WORK ITEM » If a line below contains the string "vest", return that line.

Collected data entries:
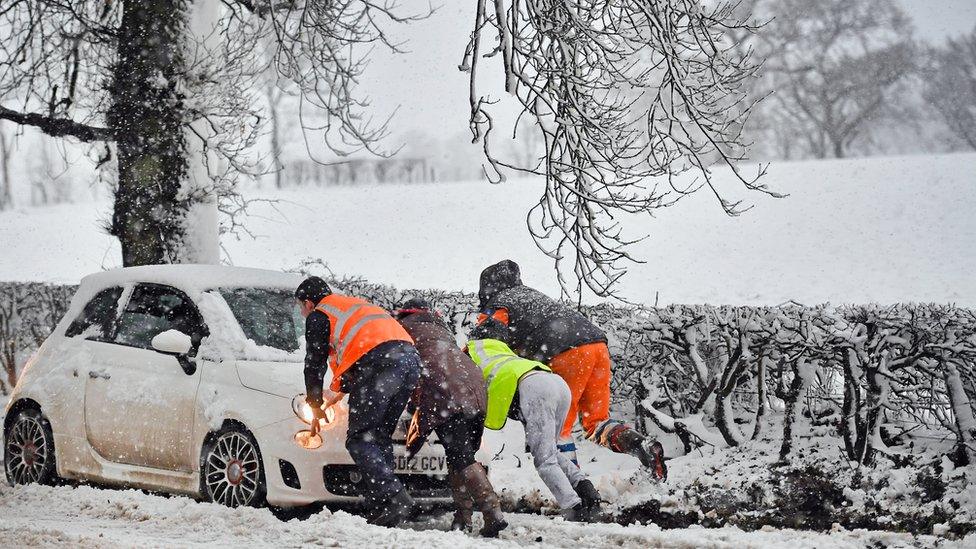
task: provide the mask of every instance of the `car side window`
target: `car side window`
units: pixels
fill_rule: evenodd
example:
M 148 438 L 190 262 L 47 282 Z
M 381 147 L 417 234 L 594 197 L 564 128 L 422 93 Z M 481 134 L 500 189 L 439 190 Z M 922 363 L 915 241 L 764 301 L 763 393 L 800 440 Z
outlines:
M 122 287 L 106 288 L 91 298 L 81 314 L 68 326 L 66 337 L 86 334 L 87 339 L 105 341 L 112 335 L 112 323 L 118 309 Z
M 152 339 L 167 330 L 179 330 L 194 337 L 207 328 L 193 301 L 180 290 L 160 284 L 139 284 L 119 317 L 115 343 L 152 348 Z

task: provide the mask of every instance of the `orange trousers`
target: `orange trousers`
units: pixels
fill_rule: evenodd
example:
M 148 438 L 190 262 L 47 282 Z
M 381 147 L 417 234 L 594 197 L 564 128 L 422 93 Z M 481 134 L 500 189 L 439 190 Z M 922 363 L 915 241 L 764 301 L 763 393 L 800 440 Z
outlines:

* * *

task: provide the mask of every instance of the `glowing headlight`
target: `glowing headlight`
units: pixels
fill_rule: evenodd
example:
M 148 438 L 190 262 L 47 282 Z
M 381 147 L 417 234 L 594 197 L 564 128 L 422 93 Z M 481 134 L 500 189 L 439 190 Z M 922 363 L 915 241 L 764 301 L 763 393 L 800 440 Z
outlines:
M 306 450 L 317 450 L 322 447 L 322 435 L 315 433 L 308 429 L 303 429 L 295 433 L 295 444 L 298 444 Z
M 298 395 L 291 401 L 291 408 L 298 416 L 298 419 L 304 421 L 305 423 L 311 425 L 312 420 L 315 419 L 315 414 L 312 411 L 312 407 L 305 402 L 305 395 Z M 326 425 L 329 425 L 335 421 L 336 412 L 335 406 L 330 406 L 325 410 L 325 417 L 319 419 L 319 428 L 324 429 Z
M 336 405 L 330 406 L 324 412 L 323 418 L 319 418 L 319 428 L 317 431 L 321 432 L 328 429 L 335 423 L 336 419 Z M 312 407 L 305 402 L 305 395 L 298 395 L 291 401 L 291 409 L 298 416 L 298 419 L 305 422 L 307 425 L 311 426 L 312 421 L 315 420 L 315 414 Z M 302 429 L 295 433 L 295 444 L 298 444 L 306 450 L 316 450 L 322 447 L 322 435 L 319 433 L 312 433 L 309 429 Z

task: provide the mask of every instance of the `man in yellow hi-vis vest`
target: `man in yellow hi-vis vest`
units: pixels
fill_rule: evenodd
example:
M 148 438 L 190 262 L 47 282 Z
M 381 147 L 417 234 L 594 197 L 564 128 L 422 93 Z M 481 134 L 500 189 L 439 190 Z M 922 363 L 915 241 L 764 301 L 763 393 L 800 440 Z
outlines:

ANSWER TO THE PROBLEM »
task: provide the mask of every instance of the `man in yellow hi-vis vest`
target: `man in yellow hi-vis vest`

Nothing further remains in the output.